What to produce: Please copy down each of the entries below word for word.

Data rows:

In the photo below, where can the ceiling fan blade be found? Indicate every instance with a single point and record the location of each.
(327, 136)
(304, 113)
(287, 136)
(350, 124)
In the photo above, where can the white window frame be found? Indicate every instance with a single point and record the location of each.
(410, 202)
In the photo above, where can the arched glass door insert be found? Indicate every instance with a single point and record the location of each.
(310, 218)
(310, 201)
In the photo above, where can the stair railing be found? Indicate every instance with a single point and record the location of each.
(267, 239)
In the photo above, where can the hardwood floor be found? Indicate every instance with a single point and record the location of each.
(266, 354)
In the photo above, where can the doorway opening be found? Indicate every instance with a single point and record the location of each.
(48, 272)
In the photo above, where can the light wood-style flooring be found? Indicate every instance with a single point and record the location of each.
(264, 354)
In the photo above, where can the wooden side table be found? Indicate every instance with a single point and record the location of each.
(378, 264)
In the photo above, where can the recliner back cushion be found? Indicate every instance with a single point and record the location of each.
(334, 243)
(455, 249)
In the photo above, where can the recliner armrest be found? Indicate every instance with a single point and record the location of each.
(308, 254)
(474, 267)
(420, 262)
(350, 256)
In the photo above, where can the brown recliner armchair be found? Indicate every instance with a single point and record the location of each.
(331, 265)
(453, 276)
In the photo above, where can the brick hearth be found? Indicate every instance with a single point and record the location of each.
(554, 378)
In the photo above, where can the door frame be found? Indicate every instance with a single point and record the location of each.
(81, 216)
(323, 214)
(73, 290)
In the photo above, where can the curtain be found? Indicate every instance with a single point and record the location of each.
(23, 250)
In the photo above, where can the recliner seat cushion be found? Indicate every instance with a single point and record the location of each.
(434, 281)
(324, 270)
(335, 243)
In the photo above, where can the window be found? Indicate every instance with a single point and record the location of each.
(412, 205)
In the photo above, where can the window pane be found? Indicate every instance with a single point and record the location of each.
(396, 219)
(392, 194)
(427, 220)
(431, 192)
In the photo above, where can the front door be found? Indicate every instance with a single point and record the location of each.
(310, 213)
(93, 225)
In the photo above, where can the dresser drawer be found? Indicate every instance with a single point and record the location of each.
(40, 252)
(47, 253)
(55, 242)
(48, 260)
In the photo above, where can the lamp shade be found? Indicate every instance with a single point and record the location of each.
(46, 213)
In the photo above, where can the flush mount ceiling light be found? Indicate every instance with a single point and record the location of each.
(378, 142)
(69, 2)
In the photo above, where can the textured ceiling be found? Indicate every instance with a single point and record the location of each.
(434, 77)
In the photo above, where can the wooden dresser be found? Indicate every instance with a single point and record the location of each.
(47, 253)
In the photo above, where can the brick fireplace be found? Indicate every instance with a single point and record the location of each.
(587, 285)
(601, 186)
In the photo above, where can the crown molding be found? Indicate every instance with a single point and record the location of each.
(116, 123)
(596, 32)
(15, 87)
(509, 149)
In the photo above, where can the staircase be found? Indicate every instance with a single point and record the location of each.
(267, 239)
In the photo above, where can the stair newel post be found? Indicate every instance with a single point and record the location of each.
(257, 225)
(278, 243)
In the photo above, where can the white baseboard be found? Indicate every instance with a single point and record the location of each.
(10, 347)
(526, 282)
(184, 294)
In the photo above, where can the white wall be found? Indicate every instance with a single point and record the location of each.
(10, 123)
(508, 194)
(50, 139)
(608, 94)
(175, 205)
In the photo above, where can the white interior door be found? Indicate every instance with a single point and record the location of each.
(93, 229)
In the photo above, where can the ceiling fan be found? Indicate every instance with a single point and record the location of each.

Written answer:
In the photo below, where can the ceiling fan blade be found? Indicate every instance with a single point and record the location of each.
(327, 136)
(304, 113)
(287, 136)
(350, 124)
In the photo above, where can the white window frame be found? Indicate every instance with a single point and record the location of each.
(410, 202)
In the photo above, where can the arched glass door insert be found? Indicate every instance with a single point and record the location of each.
(310, 218)
(310, 201)
In the photo above, where can the stair railing be found? Indicate every instance with a single point and record the location of each.
(267, 239)
In the photo above, where can the hardwood floor be found? Indicate every instance with a single point and record the location of each.
(266, 354)
In the photo above, where can the doorway opening be found? Indicate every instance with a single point and record the location of each.
(48, 272)
In the photo above, where can the light wood-style flooring be found? Indicate every instance with a single point and record the location of each.
(264, 354)
In the photo above, where can the wooden side table be found? Indicate every instance with a single point and record the location of each.
(378, 264)
In the photo above, where can the recliner back cushion be found? Indicate every instance with a single point and record the location of each.
(334, 243)
(455, 249)
In the photo above, where can the recliner armrest be found? Indicate every instance with a single point and record the location of each.
(308, 254)
(474, 267)
(420, 262)
(350, 256)
In the photo above, where can the brown recliner armchair be found? Indicate every instance with a single point and record the location of each.
(331, 265)
(453, 276)
In the photo above, where can the brick hearth be found? Indicate every instance with a single point and record the location of each.
(554, 378)
In the photo above, where can the door frame be found? Indicate every instance with a single point and record the location of each.
(81, 216)
(323, 214)
(73, 290)
In the photo above, where can the curtain be found? Indicate every instance with a single point and record the location of each.
(23, 250)
In the photo above, where can the recliner seat cushion be found? Indicate every instance with a single point and record the location of each.
(434, 281)
(324, 270)
(335, 243)
In the photo above, where can the window be found? Indicate every instance with a single point and record the location of each.
(412, 205)
In the photo above, where can the window pane be found? Indicate every instance with a single point and record the location of each.
(396, 219)
(392, 194)
(427, 220)
(431, 192)
In the photo above, where can the front door be found? Indicate every instance with a single point and record the location of each.
(310, 213)
(93, 225)
In the photo above, where can the dresser drawer be found? Indicate every instance with a single point and record the location of each.
(40, 252)
(47, 253)
(55, 242)
(48, 260)
In the photo above, where can the lamp shade be found? Indicate every instance with a single point and record the location of each.
(46, 213)
In the photo above, where can the flush mount ceiling light be found? Indicate every instance with a single point and record the location of each.
(378, 142)
(69, 2)
In the photo above, where can the textured ceiling be found? Indicate every instance with a single point and record the location of each.
(434, 77)
In the photo above, where can the wooden dresser be found? Indicate every instance with a single point and record the location of each.
(47, 253)
In the photo above, where can the brick fireplace be found? Indicate every instance with a single point and record the location of each.
(587, 285)
(601, 186)
In the photo above, where can the crown molding be found? Indicate every instance with a single point and record the location of each.
(116, 123)
(596, 32)
(15, 87)
(509, 149)
In the photo above, where can the staircase be found? Indicate every instance with a single point and record the location of each.
(267, 239)
In the photo above, where can the stair newel post be found? Indicate every instance with a single point and record the location of each.
(257, 225)
(278, 243)
In the photo above, where can the white baseboard be found? Indicate every instance with a single point and record the location of each.
(10, 347)
(526, 282)
(184, 294)
In the photo above, where can the white wall be found? Indicate every instance with a single point and record the location of each.
(10, 123)
(508, 194)
(50, 139)
(608, 94)
(175, 205)
In the photo above, where can the white interior door be found? Indicate every instance with a single point and record the location of each.
(93, 229)
In the photo above, where can the ceiling fan be found? Indicate every instance with a single point and record the location of each.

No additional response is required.